- [Problem to work on] Please rewrite all of the data below, replacing "Target" with "Object" and changing nothing else. Leave the pictures out of your answer.

- [Data in this exercise]
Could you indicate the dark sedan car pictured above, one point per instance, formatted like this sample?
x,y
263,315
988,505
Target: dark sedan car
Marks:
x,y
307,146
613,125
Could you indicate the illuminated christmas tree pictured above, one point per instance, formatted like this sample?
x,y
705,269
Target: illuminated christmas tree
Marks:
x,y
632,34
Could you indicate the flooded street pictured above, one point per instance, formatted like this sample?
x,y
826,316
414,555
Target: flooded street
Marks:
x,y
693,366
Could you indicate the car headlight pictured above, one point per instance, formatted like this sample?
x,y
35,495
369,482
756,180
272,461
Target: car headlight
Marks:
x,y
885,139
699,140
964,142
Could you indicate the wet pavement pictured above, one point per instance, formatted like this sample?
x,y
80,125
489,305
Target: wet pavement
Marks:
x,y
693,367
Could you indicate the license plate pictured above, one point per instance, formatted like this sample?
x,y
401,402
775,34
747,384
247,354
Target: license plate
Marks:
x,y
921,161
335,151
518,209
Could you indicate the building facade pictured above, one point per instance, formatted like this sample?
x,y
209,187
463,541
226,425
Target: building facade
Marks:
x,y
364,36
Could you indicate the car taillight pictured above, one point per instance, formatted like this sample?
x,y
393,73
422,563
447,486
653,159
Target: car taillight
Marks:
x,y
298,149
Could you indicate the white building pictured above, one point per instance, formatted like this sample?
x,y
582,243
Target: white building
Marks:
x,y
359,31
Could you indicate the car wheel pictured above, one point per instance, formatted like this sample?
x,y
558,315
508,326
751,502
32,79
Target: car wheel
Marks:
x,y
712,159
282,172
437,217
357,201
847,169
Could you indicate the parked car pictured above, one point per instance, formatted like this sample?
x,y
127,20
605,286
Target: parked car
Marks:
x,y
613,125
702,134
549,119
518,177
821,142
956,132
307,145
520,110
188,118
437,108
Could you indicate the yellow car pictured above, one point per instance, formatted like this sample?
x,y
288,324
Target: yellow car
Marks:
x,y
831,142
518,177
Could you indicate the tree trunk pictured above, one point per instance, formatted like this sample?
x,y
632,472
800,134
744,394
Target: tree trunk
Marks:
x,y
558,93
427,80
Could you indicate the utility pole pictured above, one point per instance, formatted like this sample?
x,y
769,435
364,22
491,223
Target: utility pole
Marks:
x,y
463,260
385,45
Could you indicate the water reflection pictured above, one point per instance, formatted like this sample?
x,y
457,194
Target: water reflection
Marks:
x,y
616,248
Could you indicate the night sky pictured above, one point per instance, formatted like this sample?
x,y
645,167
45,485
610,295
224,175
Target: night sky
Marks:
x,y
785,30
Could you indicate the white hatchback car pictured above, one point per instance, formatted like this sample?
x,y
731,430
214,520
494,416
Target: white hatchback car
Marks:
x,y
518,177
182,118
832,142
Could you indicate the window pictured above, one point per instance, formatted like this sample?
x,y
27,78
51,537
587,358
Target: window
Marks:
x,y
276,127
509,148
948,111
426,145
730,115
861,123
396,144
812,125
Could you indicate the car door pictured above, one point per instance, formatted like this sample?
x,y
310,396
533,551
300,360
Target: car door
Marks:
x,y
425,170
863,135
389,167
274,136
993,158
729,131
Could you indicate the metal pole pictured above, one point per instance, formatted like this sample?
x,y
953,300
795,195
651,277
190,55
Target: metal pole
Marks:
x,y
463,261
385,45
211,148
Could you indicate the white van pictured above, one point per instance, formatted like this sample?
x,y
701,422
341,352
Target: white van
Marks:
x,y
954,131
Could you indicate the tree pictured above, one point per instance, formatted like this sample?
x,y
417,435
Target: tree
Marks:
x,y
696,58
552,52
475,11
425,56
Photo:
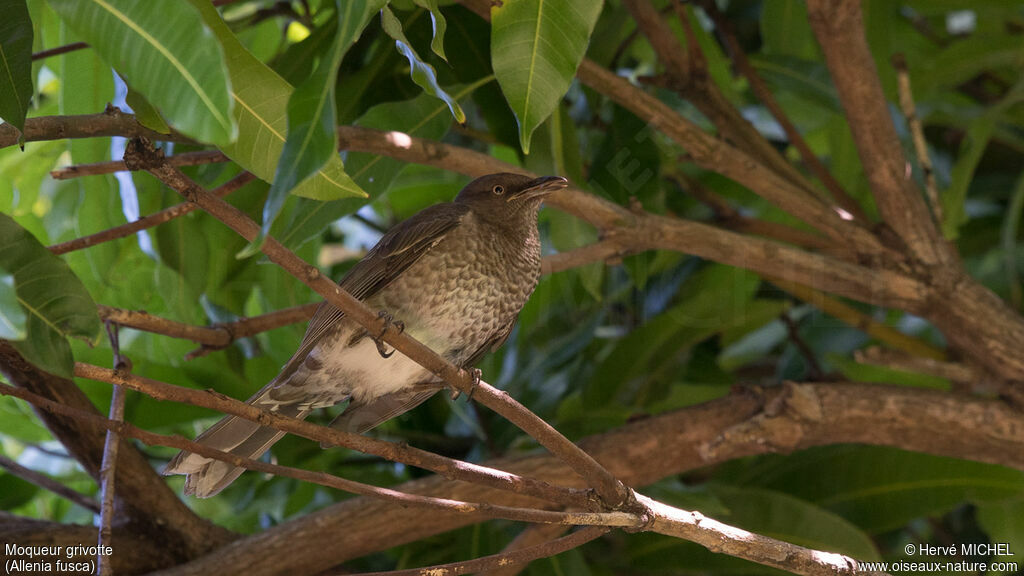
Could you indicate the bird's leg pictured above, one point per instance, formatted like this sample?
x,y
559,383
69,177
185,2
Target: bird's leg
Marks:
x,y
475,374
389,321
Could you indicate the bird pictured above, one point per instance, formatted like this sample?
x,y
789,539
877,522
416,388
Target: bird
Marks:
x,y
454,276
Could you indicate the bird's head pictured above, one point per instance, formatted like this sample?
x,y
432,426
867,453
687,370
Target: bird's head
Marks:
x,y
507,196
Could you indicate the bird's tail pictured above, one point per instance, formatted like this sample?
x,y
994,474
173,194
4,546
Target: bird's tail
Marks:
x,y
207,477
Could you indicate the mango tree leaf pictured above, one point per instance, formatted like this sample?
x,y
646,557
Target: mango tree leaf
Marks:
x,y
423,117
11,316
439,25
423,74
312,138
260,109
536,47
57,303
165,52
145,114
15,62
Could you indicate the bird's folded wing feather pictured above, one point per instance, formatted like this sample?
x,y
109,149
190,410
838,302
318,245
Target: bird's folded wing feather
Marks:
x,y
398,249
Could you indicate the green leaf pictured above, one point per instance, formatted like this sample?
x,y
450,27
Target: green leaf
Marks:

- [Result of this exercise]
Could you indicate the dark sedan car pictured above, one point per instance, formatted like this sample?
x,y
263,315
988,505
Object: dark sedan car
Marks:
x,y
307,146
613,125
Could you indicate the illuminated christmas tree pictured above, one point per instance, formatted like this sample?
x,y
705,269
Object: illuminated christmas tree
Marks:
x,y
632,34
Could you indicate the flooded street pictured above, one point per instance, formatted like this sample?
x,y
826,316
414,555
Object: flooded street
Marks:
x,y
693,366
Could you indicate the car headlight pictured above, one point per instance, formatted like this sample?
x,y
35,495
369,482
756,180
272,461
Object: car headlight
Marks:
x,y
885,139
699,140
964,142
Could you indicate the wet pavement pictured above, one point per instance, formatted like this sample?
x,y
80,125
489,305
Object: wet pavement
Marks:
x,y
693,367
Could you indicate the license plate pictured above, one point per instance, formatted like this sample?
x,y
401,402
775,34
747,384
247,354
Object: license plate
Marks:
x,y
921,161
335,151
518,209
Could you indicate the building facade pictured above, one point per instance, formatted like this sample?
x,y
209,187
463,541
226,425
Object: building facade
Marks:
x,y
364,36
Could you indicate the car taillight pictured above, one point per instance, formatted like this sample?
x,y
393,73
422,563
447,486
653,159
Object: car taillight
Marks:
x,y
298,149
Could you indicate the white building pictured above, one point per instance, formatted like this sample?
x,y
582,243
Object: white building
Marks:
x,y
359,31
Could you indicate the car wheel pictured above, one point per instance, formatted like this sample?
x,y
558,315
508,326
751,502
32,79
Object: car wheel
Marks:
x,y
712,159
282,172
437,217
357,201
847,169
Could you indicate the parked car pictured above, one point per instance, formatted like this sample?
x,y
127,20
605,286
Object: parked car
Marks:
x,y
613,125
702,134
549,119
518,177
821,142
956,132
307,145
520,110
188,118
437,108
Could you indicate the yellow car pictured above, one point per instance, formatted like this sample?
x,y
288,324
Object: yellow car
Marks:
x,y
831,142
518,177
Could you indicate the tree trunk pictured above, one point per instance, formatted like this sample?
x,y
632,472
800,134
744,394
Object: tree trunk
Marks:
x,y
558,93
427,80
Could you indicate the utility pole pictured above, one point per instance, formatted like this sample?
x,y
769,435
364,22
491,223
Object: utility pole
Marks:
x,y
463,260
385,45
Could you indicate the water reflection pictured above, one point per instance, formatted like this sample?
x,y
457,194
Object: water reflection
Marks:
x,y
616,248
Could you indicate the night sky pictured above, one point per instance, formatted like this sample?
x,y
645,167
45,485
610,295
224,175
Object: night sky
Marks:
x,y
785,30
Could you indicate the white hatchback car pictured above, one point per instance, formatted like this sample?
x,y
731,430
214,520
494,416
Object: white hatchback car
Marks:
x,y
518,177
182,118
832,142
Could you indicate the window pictured above, one point per instance, formatted like this sample?
x,y
27,78
51,537
587,358
Object: window
Marks:
x,y
276,127
509,148
948,111
426,145
730,115
861,123
396,144
812,125
Could you indicate the car door pictured above, one point per instance, formatted like this sample?
x,y
310,396
533,551
300,360
Object: car door
Marks:
x,y
425,170
863,135
389,167
274,136
993,158
729,131
Could you indicate the metal pole pictured above, one point per instance, formatted like this sample?
x,y
953,300
795,195
651,277
190,55
Object: metal pole
Marks:
x,y
463,261
385,45
211,148
Could you indicate the white van pictured above, one point per instance, formatted like this sample?
x,y
701,422
341,352
Object: white van
Marks:
x,y
954,131
Could you indicate the tree pictured above, one point per instance, formatted like this sample?
x,y
417,435
Object: tree
Marks:
x,y
696,58
552,52
475,11
425,56
Photo:
Could you indicate the bird's leg pictured above, one point per instance, formatted like this sample?
x,y
559,383
69,177
185,2
Object: bird's leg
Marks:
x,y
475,374
389,321
Could you indicate the bird pictured above, one point per instance, formatted like this sample?
x,y
789,539
877,522
416,388
Object: bird
Marks:
x,y
454,276
Could you indicate the bird's head pictured above, one point per instance, formatted like this sample?
x,y
432,426
867,453
687,370
Object: bird's head
Marks:
x,y
507,196
Could you indicate the bird's tail pictured above, one point per instance, formatted like this sample?
x,y
994,474
173,194
4,546
Object: bird's tail
Marks:
x,y
207,477
Could you indicate the mango tree leaf pictured above, one point per instance, formatted like this sample?
x,y
646,557
Object: mango tree leaf
Marks:
x,y
423,117
11,316
439,25
423,74
312,138
260,109
536,47
57,303
165,52
145,114
15,62
Could you indicate the bird's folded wing feather pictured above, one point per instance, formatted like this sample?
x,y
109,149
190,410
838,302
318,245
Object: bird's folded wing feather
Marks:
x,y
398,249
Could you indicate the green leaf pictured above, one point per instance, formatted like this sample?
x,y
450,27
Object: green leaf
Marks:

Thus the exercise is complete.